§ ZIEL 1
Beantworten Sie anhand der Rezension zu „Das Kartell“ die folgenden Fragen:
(a) Welches Buch setzt „Das Kartell“ fort?
(b) Was hat Art Keller der Jagd nach Adan Barrera geopfert?
(c) Wie viel ist Barrera der Tod Kellers wert?
§ ZIEL 2
Greifen Sie die Rezension zu „Das Kartell“ nach ihrem letzten Satz auf und führen Sie sie weiter.

§ VORLIEGENDER TEXT
========================================

Rezension

War on Drugs

Das Kartell
von Don Winslow

Es sind unglaublich viele Informationen, die Don Winslow in „Das Kartell“, der Fortsetzung seines beeindruckenden Thrillers „Tage der Toten“, verarbeitet. Und so ist es nicht weiter verwunderlich, dass daraus ein umfangreiches Epos wurde. Winslow beschreibt die Auswirkungen, die der von amerikanischer Seite ausgerufene „War on Drugs“ hat, aber erzählt auch die Geschichte zweier Freunde, die zu erbitterten Feinden werden.

Art Keller ist zurück, der Besessene und Drogenfahnder der DEA, der sich nur entfernt um Anweisungen und Kompetenzen schert, hat er doch der Jagd  nach Adan Barrera nicht nur seine Ehe sondern auch seinen Idealismus geopfert. Barrera, mittlerweile wieder aus dem Gefängnis draußen, ist der Kopf des größten Kartells und bestrebt, seinen Einflussbereich immer weiter auszudehnen, wobei er nicht davor zurückschreckt, diejenigen, die ihm im Wege stehen, kaltblütig beseitigen zu lassen.

Geld und Einfluss lockt, und es sind nicht nur ehemalige Soldaten und Ex-Polizisten viele davon jenseits der Grenze hervorragend ausgebildet, sondern auch junge Männer aus den armen Barrios, deren einzige Chance, dem tristen Leben in den Elendsvierteln zu entkommen, die schmutzige Arbeit für die Drogenbosse ist. Nein, bis in die höchsten Zirkel der Macht in Politik und Polizei greifen die Bestechungen Barreras, sodass sich Keller nie ganz sicher sein kann, wer Freund oder Feind ist. Zumal auch die CIA die Finger im Spiel hat.

Und das sollte er dringend wissen, denn auf seinen Kopf ist ein Preis ausgesetzt: 2 Millionen Dollar ist sein Tod Barrera wert, eine schöne Stange Geld für einen Mord.
Aber Keller dreht den Spieß um, und so wird aus dem gejagten Drogenfahnder ein Jäger, dessen Ziel es ist, das Kartell zu zerschlagen und Barrera zu vernichten.

========================================

§ Gespeicherte Daten
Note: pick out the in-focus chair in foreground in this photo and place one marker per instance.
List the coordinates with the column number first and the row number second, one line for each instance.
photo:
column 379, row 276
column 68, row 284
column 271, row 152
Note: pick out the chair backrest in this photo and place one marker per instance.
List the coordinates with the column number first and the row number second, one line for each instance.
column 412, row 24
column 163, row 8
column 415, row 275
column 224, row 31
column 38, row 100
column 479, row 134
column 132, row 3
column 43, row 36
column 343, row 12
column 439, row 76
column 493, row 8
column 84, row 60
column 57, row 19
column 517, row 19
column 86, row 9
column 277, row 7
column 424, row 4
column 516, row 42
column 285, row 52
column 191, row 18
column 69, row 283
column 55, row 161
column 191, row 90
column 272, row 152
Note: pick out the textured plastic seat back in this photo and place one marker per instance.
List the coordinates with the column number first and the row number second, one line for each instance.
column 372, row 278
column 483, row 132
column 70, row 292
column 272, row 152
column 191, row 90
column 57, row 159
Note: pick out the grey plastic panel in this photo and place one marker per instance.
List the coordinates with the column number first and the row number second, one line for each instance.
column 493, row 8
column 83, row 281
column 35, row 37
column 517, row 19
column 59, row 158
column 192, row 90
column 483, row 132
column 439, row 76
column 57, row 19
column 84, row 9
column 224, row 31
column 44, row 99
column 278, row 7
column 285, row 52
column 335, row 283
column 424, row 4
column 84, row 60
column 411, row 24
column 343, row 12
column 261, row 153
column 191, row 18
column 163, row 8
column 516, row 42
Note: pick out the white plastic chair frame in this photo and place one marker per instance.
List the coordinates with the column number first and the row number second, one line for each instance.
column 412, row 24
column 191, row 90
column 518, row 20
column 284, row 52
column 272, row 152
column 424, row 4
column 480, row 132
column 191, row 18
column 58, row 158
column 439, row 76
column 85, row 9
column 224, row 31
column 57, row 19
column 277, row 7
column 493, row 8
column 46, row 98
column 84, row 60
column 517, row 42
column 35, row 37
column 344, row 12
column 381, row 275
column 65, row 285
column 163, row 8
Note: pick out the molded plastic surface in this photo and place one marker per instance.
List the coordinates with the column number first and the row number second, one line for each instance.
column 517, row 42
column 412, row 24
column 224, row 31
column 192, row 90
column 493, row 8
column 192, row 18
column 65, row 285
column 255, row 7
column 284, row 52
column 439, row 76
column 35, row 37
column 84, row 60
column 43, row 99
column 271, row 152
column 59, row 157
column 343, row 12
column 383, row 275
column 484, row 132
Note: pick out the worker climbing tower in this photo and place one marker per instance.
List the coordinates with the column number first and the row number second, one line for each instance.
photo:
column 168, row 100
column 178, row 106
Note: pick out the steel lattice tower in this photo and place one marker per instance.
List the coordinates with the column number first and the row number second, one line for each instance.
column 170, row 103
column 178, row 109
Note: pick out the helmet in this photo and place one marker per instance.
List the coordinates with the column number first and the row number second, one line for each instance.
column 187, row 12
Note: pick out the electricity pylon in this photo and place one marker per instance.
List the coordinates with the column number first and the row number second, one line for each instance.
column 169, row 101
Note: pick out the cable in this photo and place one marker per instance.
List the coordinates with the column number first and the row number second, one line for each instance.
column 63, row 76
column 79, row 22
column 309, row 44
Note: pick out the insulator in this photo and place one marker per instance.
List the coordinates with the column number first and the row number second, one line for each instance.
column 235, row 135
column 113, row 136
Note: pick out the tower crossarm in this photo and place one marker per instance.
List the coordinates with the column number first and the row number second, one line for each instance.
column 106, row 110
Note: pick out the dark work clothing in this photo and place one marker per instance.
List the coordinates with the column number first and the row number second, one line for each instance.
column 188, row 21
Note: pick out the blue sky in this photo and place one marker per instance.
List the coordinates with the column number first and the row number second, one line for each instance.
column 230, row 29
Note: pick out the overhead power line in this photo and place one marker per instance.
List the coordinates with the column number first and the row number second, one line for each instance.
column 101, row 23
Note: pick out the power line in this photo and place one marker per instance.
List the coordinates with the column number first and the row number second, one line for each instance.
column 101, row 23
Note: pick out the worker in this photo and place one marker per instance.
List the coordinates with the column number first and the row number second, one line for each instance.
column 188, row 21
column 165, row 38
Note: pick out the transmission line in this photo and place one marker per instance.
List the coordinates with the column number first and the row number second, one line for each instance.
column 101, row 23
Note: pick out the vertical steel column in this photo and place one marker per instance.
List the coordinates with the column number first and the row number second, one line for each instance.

========================================

§ ERWARTETE AUSGABE 1
(a) Den Thriller „Tage der Toten“.
(b) Seine Ehe und seinen Idealismus.
(c) 2 Millionen Dollar.

§ ERWARTETE AUSGABE 2
Don Winslow hat glücklicherweise zu alter Stärke zurückgefunden, denn für seinen Thriller „Vergeltung“ musste er harsche Kritik einstecken. „Das Kartell“ schließt nahtlos an „Tage der Toten“ an, dessen Lektüre ich zum besseren Verständnis ich dringend empfehlen möchte, so nicht bereits geschehen. Ansonsten könnte die Vielzahl der Personen, die maßgeblich an der Handlung beteiligt und den verschiedenen Organisationen zuzuordnen sind, für Verwirrung sorgen – hier hätte ich mir zumindest ein abgespecktes Register gewünscht.

Temporeich und spannend erzählt „Das Kartell“ eine fiktive, aber außerordentlich gut recherchierte Geschichte, die sich an realen Ereignissen orientiert und für die der Autor die verschiedensten Quellen herangezogen hat. Eine entsprechende Literaturliste ist am Ende des Buches angefügt. Am informativsten finde ich den Blog insightcrime.org, falls sich jemand ausführlicher mit dem Thema beschäftigen möchte. Hier findet man topaktuelle Meldungen – höchst interessant!

Und die stärksten Passagen sind in den Reflexionen Art Kellers zu finden, gerade dann, wenn er die Verstrickungen der US-amerikanischen Behörden mit der mexikanischen Drogenmafia, die ja zweifelsfrei existent sind, beschreibt. Denn es ist „(…) nicht das mexikanische Drogenproblem (…), es ist das amerikanische Drogenproblem. Und wie korrupt muss eine Gesellschaft sein, deren Bürger Drogen brauchen, um ihrer Wirklichkeit zu entfliehen, und dafür Mord und Totschlag bei ihren Nachbarn in Kauf nehmen?“

Uneingeschränkte Leseempfehlung!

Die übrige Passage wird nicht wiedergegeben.